**Problem:**
Every record here needs to be duplicated exactly.

**Source information:**
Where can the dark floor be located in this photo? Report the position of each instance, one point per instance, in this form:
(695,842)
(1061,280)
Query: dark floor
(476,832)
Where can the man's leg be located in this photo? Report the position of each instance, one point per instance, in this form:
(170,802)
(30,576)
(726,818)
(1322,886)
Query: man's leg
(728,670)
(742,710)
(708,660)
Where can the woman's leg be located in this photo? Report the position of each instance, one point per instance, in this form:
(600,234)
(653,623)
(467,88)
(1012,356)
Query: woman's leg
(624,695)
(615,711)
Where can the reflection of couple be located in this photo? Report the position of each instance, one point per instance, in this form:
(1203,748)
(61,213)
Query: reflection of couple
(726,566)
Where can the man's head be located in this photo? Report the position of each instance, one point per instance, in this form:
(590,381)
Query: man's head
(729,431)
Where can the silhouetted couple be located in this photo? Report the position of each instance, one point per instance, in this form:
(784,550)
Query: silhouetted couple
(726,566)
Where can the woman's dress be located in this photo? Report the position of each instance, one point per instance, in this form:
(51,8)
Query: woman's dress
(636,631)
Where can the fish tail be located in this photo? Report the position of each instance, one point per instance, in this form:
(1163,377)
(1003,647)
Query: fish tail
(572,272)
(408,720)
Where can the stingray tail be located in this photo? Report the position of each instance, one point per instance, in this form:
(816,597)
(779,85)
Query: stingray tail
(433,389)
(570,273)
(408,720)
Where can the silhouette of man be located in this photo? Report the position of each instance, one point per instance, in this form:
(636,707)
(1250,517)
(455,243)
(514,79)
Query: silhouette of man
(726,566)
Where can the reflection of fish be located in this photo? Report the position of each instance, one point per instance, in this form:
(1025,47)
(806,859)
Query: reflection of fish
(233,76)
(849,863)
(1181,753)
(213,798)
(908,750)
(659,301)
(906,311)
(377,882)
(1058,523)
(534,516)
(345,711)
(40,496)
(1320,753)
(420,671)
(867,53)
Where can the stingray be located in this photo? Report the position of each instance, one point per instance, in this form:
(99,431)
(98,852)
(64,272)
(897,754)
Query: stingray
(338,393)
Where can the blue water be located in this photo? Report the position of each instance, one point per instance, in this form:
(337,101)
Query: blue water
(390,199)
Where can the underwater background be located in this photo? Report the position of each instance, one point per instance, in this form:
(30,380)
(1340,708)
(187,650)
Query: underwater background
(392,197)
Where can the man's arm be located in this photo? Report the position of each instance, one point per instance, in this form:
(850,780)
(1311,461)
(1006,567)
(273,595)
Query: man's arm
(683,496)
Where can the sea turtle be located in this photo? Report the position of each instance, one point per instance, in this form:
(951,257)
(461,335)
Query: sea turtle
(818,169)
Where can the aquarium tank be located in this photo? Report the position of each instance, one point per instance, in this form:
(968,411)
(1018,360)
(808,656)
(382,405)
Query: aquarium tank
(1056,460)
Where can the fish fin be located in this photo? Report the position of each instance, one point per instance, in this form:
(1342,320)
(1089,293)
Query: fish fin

**Completed task:**
Where can the dark floor be located in this photo? Report the position of each instance, one point per instance, in this form:
(695,842)
(1061,280)
Query: dark floor
(476,832)
Where can the man's leg be located in this photo? Report the position of each instance, one point per instance, in this form:
(170,802)
(30,576)
(726,818)
(1322,886)
Query: man's leg
(728,670)
(742,710)
(708,660)
Where can the woman's leg be located in this photo? Report the position of each instance, one point per instance, in this form:
(600,234)
(653,623)
(467,88)
(1012,356)
Query: woman's leg
(624,695)
(615,711)
Where can the reflection of couple be located in this photo? Report the position of each instance, one point per instance, in this form:
(1203,748)
(61,213)
Query: reflection of couple
(726,566)
Where can the man's head be located in this photo? Report the position of each instance, one point per instance, in this form:
(590,381)
Query: man's head
(729,431)
Where can the silhouetted couple be located in this photo? Report the position of each instance, one point per instance, in this form:
(784,550)
Query: silhouetted couple
(726,566)
Where can the woman's dress be located in this photo? Report the position of each instance, one point per instance, in this form:
(51,8)
Query: woman's dress
(636,631)
Where can the fish tail be located in this photo? Report the position of each instance, one point per instance, in this form:
(1163,377)
(1003,647)
Query: fish tail
(572,272)
(408,720)
Where can the stingray tail be located in this photo? Report the position of each instance, one point per instance, in this form:
(816,597)
(779,85)
Query: stingray tail
(433,389)
(570,273)
(408,720)
Where can the silhouette of man be located in this photo? Report the position of each instance, one point per instance, in this form:
(636,707)
(1250,517)
(455,243)
(514,79)
Query: silhouette of man
(726,566)
Where can the reflection of fish be located in this photo? Report the position of each instance, one point per instance, in this form:
(1025,47)
(806,859)
Query: reflection of fish
(233,76)
(849,863)
(1181,753)
(213,798)
(908,750)
(659,301)
(906,311)
(377,882)
(1058,523)
(534,516)
(345,711)
(40,496)
(1320,753)
(420,671)
(867,53)
Where can the stingray be located in this photo? Report the position of each instance, one point per instance, in this form:
(99,431)
(98,852)
(64,272)
(897,754)
Query: stingray
(338,393)
Where can the blue water be located in this photo? Report the position of each instance, one point per instance, in this form:
(337,101)
Query: blue water
(390,199)
Where can the underwater background be located in this photo? Report the position of each instance, one point per instance, in this form:
(30,380)
(1340,708)
(187,650)
Query: underwater background
(392,197)
Where can the man's arm be located in this photo? Report the position of each instance, one point per instance, in this form:
(850,780)
(1311,461)
(1006,567)
(273,595)
Query: man's arm
(683,496)
Where can the sea turtle be located in this photo? Report the position of each instance, one point per instance, in this form:
(951,257)
(461,335)
Query: sea turtle
(818,169)
Where can the aquarium tank be located in this photo? Report the position of each instance, one point per instance, in this form:
(968,411)
(1018,360)
(808,656)
(382,405)
Query: aquarium tank
(1056,460)
Where can the fish fin be located in this photo? Report the position of each instance, one point per instance, in this form:
(1342,320)
(1089,293)
Query: fish fin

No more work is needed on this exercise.